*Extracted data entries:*
◆ ◆ ◆ ◆ ◆ ◆ ◆

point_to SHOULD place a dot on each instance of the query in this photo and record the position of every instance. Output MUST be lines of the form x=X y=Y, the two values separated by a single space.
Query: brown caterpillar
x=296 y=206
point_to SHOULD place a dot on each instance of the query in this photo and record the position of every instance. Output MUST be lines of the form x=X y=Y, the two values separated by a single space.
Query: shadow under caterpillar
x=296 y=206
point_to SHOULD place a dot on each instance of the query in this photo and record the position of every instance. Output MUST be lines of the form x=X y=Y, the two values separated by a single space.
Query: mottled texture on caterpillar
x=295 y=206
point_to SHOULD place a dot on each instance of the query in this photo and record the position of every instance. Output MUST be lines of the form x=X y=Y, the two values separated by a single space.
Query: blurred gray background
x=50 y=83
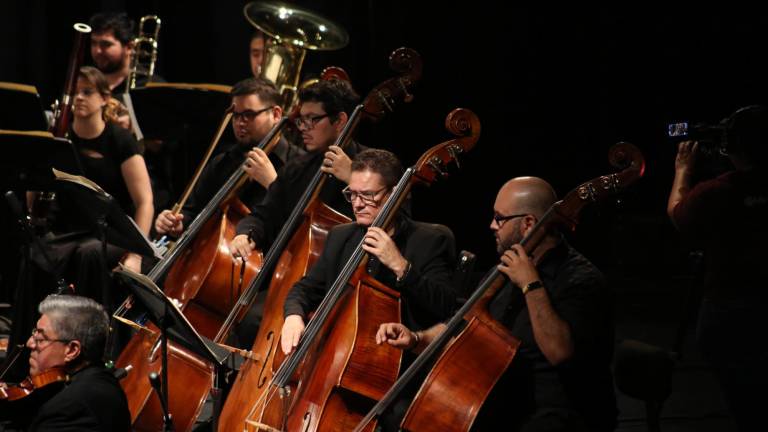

◆ ◆ ◆ ◆ ◆ ◆ ◆

*Task instructions:*
Can you return every line of the listing above that contains the string "caterpillar"?

*Output for this task:*
Query: brown caterpillar
Query: shadow under caterpillar
Query: mottled texture on caterpillar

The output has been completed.